Passage
-- begin --

It is that time of year; reflections on how it panned out and thoughts on what the future might hold. Maybe it is one of the luxuries of writing weekly that I am constantly doing both, so there is no fixed point to judge things from. But it is fun to lookback to what people were thinking and saying twelve months ago.

Back then, the recently elected Trump was going to nuke everybody that didn’t share his views, which was quite worrying when they were hard to discern, and to avoid his wrath. But it didn’t happen that way. The initial spell in office was fairly chaotic, amplified by a very hostile press, but apparently, his whole campaign was equally disorganised. Maybe that is how he won; hammer home very basic messages, and be totally unpredictable. Match that with some brilliant analytics, targeting specific groups of voters, and the Democrats never stood a chance.

-- end --

Provided material
-- begin --

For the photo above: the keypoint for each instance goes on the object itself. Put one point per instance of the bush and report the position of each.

-- end --

Continue the year-end reflection at the top of the page, starting after its final sentence.

In response
It also invalidates the idea that there was any meaningful collusion with the Russians; the Trump team just were not that organised. Similar accusations were made about their involvement with the UK Brexit referendum, but whoever was looking in to it quietly dropped their investigation this week. Fake news.

Gradually, the President has come to realise what is, and is not, achievable, which many credit to the Generals within the establishment bringing discipline to the process. The tax bill marks a significant achievement at the end of his first year, and the number of illegal immigrants crossing the Mexican border has fallen dramatically without a single brick being laid on the contentious wall.

Ideally, there needs to be another major policy win in the first half of next year, such as infrastructure spending. The mid-term elections loom on November 6th, and the opposition have high hopes, being consistently ahead in the polls. However, they may not count for much. There are 25 Democratic Senate seats up for grabs, and just 8 Republican. 10 of those 25 are in states that Trump won in 2016, so if his team carry on delivering on his promises, they should do well against a relentlessly negative Democratic party.

Their hopes have been enflamed by the win in Alabama this week where the defeat of the Republican Roy Moore signals the end of Trump, in their view. It proves nothing more than Republicans drew the line at credible allegations of paedophilia, according to Capx, and by a margin of just 1%.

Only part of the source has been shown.